● GIVEN TASK
Revise everything from "2. Frame Processing: Each" down to "the tracked objects." in the ball-and-paddle tracking description, replacing "HSV color space" with "Lab color space".

● PAGE EXTRACT
== == ==

Closed Amene-Gafsi closed 5 months ago

Amene-Gafsi commented 5 months ago

This system integrates real-time tracking of both a ball and paddles using the OpenCV library and Python. It employs a color-based tracking method to simultaneously detect and track the largest green-colored circle (representing the ball) and the largest red-colored rectangle (representing the paddles) in video frames. Coordinates for both the ball and paddles are stored and updated continuously.

Algorithm Overview:

  1. Video Capture: Captures video frames from a webcam or video file, defaulting to the webcam if no video path is provided.
  2. Frame Processing: Each frame is resized, blurred, and converted to the HSV color space to standardize input and reduce noise, enhancing the detection of significant objects.
  3. Color Segmentation: Two separate masks are created to isolate green and red hues, which represent the ball and paddles, respectively.
  4. Morphological Operations: Both masks undergo erosion and dilation to clean the image and improve visibility of the tracked objects.
  5. Contour Detection: Contours are extracted from both masks. For the ball, the minimum enclosing circle is computed, and for the paddles, the bounding rectangle method is used to determine dimensions and center.
  6. Data Storage: The centers of the ball and paddles are recorded using deques, which allow for efficient data insertion and retrieval, essential for real-time tracking. To distinguish between the two paddles, an if condition checks if the x-coordinate of the rectangle is in the left part of the frame; if so, it is identified as paddle1, otherwise as paddle2.

Adaptability to Real-World Conditions: The algorithm can be easily adapted for different gaming setups by adjusting parameters : object size and color range.

Code 

from collections import deque
from imutils.video import VideoStream
import numpy as np
import argparse
import cv2
import imutils
import time

ap = argparse.ArgumentParser()
ap.add_argument("-v", "--video", help="path to the (optional) video file")
ap.add_argument("-b", "--buffer", type=int, default=64, help="max buffer size")
args = vars(ap.parse_args())

greenLower = (29, 86, 6)
greenUpper = (64, 255, 255)
redLower = (0, 120, 70)
redUpper = (10, 255, 255)

paddle_width_lower = 100
ball_radius_lower = 10
board_center = 300

ball_pts = deque(maxlen=args["buffer"])

== == ==

● SUPPLIED ENTRIES
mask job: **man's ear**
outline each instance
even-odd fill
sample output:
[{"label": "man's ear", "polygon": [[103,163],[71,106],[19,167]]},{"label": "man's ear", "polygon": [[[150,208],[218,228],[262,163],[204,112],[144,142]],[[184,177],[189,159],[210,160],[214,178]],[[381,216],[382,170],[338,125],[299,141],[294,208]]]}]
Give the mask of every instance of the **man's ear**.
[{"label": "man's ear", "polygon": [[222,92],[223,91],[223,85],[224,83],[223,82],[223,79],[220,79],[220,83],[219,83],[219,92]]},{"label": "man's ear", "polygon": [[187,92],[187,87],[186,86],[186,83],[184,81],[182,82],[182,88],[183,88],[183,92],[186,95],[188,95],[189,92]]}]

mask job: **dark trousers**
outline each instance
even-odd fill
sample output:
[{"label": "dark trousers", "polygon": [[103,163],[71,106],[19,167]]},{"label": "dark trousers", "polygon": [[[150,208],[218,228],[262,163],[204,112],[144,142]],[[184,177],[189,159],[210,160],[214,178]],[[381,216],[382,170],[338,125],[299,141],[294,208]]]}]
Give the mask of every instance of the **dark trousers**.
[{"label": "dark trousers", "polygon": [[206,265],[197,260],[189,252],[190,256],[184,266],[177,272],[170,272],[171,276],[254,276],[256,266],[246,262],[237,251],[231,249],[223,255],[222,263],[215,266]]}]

== == ==

● ANSWER TO THE EXERCISE
2. Frame Processing: Each frame is resized, blurred, and converted to the Lab color space to standardize input and reduce noise, enhancing the detection of significant objects.
  3. Color Segmentation: Two separate masks are created to isolate green and red hues, which represent the ball and paddles, respectively.
  4. Morphological Operations: Both masks undergo erosion and dilation to clean the image and improve visibility of the tracked objects.